The importance of diversity and inclusion post COVID-19
As societies and economies prepare for the unknowable post-COVID-19 world, it would be easy to tell ourselves that diversity and inclusion is a non-essential add-on which we can put to one side until the crisis is over. However, recent weeks have reminded us that agile and flexible approaches to work are key components of survival through a crisis. A diverse and inclusive workforce will be critical to organisational endurance and D&I will be as important, if not more so, than ever as we move from shock into emergence from the pandemic effects.
We are in this together, but we aren’t experiencing it in the same way
The impact of a slump, whether it be falling property prices, loss of income or government austerity is felt differently by different groups for people. For example, the 2008 recession was more immediately felt by men in terms of job losses, yet the prolonged cuts to public spending meant lower wages for the female dominated public sector and a reduction in policies and financial support such as childcare for working mothers. Past pandemics, such as Ebola and Zika also show different impacts for different demographics, the hardest hit often being women who tend to be the ones caring for the sick, at a greater risk to themselves, and lower income households who have worse living conditions and reduced access to medical care.
Only one month into Britain’s lockdown and we can already see a more immediate impact for particular groups in terms of job losses, child-care requirements, ability to work remotely and accessibility of medical and protective provisions.

· · · · ·

### COMPLETE THE FOLLOWING
1 > Can you return the diversity and inclusion passage word for word, from "We are in this" up to and including "to medical care."?
2 > Using the diversity and inclusion passage, answer these:
(a) Which recession was more immediately felt by men in terms of job losses?
(b) In past pandemics such as Ebola and Zika, who was often hardest hit?
(c) How far into Britain's lockdown does the passage say it is?
The records after this point are separate material, unrelated to the diversity and inclusion passage.

### DATA LISTING
· · · · ·

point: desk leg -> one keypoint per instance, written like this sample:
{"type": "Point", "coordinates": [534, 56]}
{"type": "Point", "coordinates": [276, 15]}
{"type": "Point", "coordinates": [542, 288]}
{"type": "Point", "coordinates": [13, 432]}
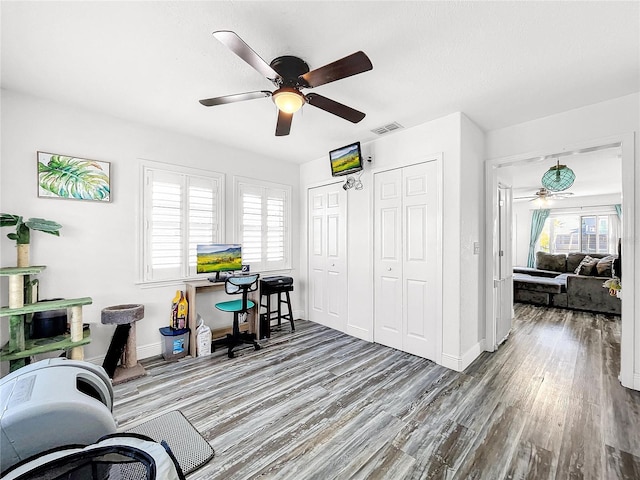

· · · · ·

### ANSWERS BY ITEM NUMBER
1 >
We are in this together, but we aren’t experiencing it in the same way
The impact of a slump, whether it be falling property prices, loss of income or government austerity is felt differently by different groups for people. For example, the 2008 recession was more immediately felt by men in terms of job losses, yet the prolonged cuts to public spending meant lower wages for the female dominated public sector and a reduction in policies and financial support such as childcare for working mothers. Past pandemics, such as Ebola and Zika also show different impacts for different demographics, the hardest hit often being women who tend to be the ones caring for the sick, at a greater risk to themselves, and lower income households who have worse living conditions and reduced access to medical care.

2 >
(a) The 2008 recession.
(b) Women, who tend to be the ones caring for the sick, and lower income households.
(c) Only one month.